LOGO

No 1300

_____

ASSEMBLÉE  NATIONALE

CONSTITUTION DU 4 OCTOBRE 1958

QUINZIÈME LÉGISLATURE

Enregistrée à la Présidence de l’Assemblée nationale le 10 octobre 2018.

PROPOSITION DE RÉSOLUTION
EUROPÉENNE

relative au respect de l’État de droit au sein de
l’Union européenne,

(Renvoyée à la commission des lois constitutionnelles de la législation et de l’administration générale de la République, à défaut de constitution d'une commission spéciale dans les délais prévus par les articles 30 et 31 du Règlement)

==========

Tâches proposées:
• A. D’après la proposition de résolution, à quelle date a-t-elle été enregistrée à la Présidence de l’Assemblée nationale ?
• B. Traduisez en anglais, s’il vous plaît, cette phrase de la proposition de résolution : « Enregistrée à la Présidence de l’Assemblée nationale le 10 octobre 2018. »
• C. Les affirmations suivantes concordent-elles avec la proposition de résolution ? Pour chacune, répondez par oui ou par non, en citant les mots décisifs du texte. (i) Elle relève de la quinzième législature. (ii) Elle a été renvoyée à la commission des affaires étrangères. (iii) Elle porte le numéro 1300.

Données extraites:
==========

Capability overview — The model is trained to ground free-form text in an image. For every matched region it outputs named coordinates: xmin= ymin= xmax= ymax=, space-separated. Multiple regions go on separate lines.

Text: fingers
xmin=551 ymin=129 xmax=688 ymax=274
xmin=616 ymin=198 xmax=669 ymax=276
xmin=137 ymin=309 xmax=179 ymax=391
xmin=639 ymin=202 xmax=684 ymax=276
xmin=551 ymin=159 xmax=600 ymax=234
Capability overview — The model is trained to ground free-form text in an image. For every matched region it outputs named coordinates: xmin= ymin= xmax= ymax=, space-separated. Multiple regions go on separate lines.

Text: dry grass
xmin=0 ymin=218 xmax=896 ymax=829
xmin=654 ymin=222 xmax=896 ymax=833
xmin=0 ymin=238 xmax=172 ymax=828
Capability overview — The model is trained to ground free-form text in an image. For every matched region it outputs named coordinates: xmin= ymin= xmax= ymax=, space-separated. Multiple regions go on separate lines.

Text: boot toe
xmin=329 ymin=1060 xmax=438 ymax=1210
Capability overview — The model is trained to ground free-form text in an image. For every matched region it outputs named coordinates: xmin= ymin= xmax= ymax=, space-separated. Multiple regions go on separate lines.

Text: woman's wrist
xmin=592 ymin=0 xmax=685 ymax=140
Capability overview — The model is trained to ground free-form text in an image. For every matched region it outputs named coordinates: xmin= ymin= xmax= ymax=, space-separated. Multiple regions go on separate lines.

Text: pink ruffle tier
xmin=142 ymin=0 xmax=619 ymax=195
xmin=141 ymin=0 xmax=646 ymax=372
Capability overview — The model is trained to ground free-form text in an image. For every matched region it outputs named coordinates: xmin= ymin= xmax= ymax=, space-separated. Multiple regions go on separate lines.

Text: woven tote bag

==========

Résultats par tâche:
• A. Le 10 octobre 2018.

• B. Registered with the Presidency of the National Assembly on October 10, 2018.

• C.
(i) Oui : « QUINZIÈME LÉGISLATURE ».
(ii) Non : « Renvoyée à la commission des lois constitutionnelles de la législation et de l’administration générale de la République ».
(iii) Oui : « No 1300 ».